Data to process ->

— begin —

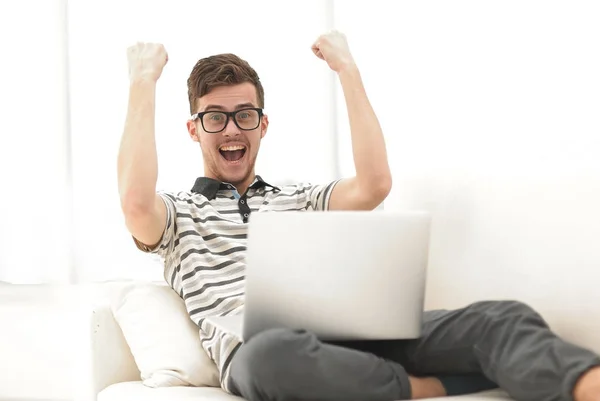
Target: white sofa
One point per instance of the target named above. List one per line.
(112, 374)
(63, 343)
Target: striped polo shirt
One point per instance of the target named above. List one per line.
(204, 249)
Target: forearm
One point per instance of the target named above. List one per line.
(137, 160)
(368, 143)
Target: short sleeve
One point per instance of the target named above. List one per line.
(168, 235)
(318, 196)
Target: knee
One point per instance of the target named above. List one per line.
(262, 365)
(505, 312)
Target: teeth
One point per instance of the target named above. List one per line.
(232, 148)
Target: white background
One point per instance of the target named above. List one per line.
(490, 112)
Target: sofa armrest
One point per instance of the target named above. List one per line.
(103, 358)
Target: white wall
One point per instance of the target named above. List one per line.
(35, 224)
(490, 111)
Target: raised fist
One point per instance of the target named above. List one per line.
(146, 61)
(333, 48)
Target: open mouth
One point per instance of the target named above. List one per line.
(233, 153)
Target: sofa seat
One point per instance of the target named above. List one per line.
(136, 391)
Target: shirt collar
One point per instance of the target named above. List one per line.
(209, 187)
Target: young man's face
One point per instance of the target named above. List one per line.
(229, 155)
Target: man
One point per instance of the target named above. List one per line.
(201, 234)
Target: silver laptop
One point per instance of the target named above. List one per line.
(341, 275)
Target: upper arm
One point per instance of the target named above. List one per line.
(349, 195)
(151, 227)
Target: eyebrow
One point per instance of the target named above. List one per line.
(218, 107)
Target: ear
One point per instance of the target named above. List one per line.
(193, 131)
(264, 124)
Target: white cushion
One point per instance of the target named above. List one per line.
(135, 391)
(163, 340)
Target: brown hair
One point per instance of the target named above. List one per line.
(220, 70)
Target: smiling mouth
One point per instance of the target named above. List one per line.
(233, 153)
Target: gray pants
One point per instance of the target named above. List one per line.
(487, 343)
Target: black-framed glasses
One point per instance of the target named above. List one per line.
(245, 119)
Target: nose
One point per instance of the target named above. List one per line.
(231, 129)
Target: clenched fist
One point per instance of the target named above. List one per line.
(146, 61)
(333, 48)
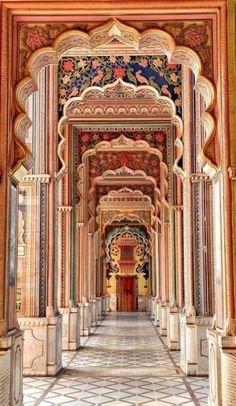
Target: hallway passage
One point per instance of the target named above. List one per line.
(125, 362)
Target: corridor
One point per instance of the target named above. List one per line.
(124, 362)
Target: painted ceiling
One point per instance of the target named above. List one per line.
(104, 161)
(75, 74)
(194, 33)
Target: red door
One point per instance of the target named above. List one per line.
(127, 294)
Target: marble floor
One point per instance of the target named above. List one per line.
(124, 362)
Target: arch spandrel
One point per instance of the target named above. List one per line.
(153, 39)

— end —

Rewrite all of the entries above with each "instance" changed to "occurrence" and everything else left as it is. Leave the pictures out of your answer.

Target: white sofa
One point per occurrence of the target named above. List one per line.
(112, 374)
(63, 343)
Target: striped polo shirt
One point per occurrence of the target named above. List one per line.
(204, 249)
Target: forearm
One point per occurrence of the target named above. List one per line.
(137, 160)
(368, 143)
Target: short sleeve
One point per occurrence of the target named above. List one per line.
(168, 235)
(318, 196)
Target: knee
One point per occurrence of the target named above. List one per line.
(262, 365)
(505, 312)
Target: teeth
One point per occurrence of the target named above. List one per line.
(232, 148)
Target: white background
One point per occurrence of the target named above. List one per line.
(490, 112)
Target: sofa armrest
One point per occurrence of the target named above. List one per line.
(103, 358)
Target: white wall
One point per occurrence of the target named above. List one per line.
(35, 224)
(490, 111)
Target: raised fist
One point per occurrence of the target named above. List one per line.
(146, 61)
(333, 48)
Target: open mouth
One point per occurrence of the target named above. List one per line.
(233, 153)
Target: sofa seat
One point per occurrence of the target named above. List one per line.
(136, 391)
Target: shirt collar
One point per occurrence of the target named above. List one per line.
(209, 187)
Target: young man's face
One point per occurrence of the target named above. List one per line.
(229, 155)
Target: man
One point per occurrence of the target named above. List one per line.
(201, 234)
Target: silver laptop
One point per occurrence of the target named above. List one per line.
(341, 275)
Target: upper arm
One point per occurrence of the target named above. List one per line.
(349, 195)
(151, 227)
Target: eyebrow
One point per occurrence of the target named above. List one per line.
(218, 107)
Target: ear
One point per occurrence of the target named above. List one per line.
(193, 131)
(264, 124)
Target: white cushion
One point per occurrence of the target named above. List one per line.
(135, 391)
(163, 340)
Target: brown hair
One point per occurrence of the target named above. List one per line.
(220, 70)
Target: smiling mouth
One point per occurrence of the target named above. List one per line.
(233, 153)
Target: gray pants
One point per occurrence of the target named above. List one per line.
(487, 343)
Target: black-framed glasses
One point per occurrence of the target named above. List one per line.
(245, 119)
Target: nose
One point per occurrence of the target named above. List one per line.
(231, 129)
Target: clenched fist
One point per occurrence of the target named above. List one per line.
(146, 61)
(333, 48)
Target: hallway passage
One point per occurrence of the target named above. List one per line.
(125, 362)
Target: corridor
One point per occurrence of the target named above. List one per line.
(124, 362)
Target: painted ceiling
One point per occurrence of the target named above. List one per line.
(104, 161)
(75, 74)
(194, 33)
Target: red door
One point per occurrence of the target named above. List one per line.
(127, 294)
Target: marble floor
One point per occurrence of the target named above. List one per line.
(124, 362)
Target: arch spandrel
One point per occurrence of the target named above. List one per line.
(153, 39)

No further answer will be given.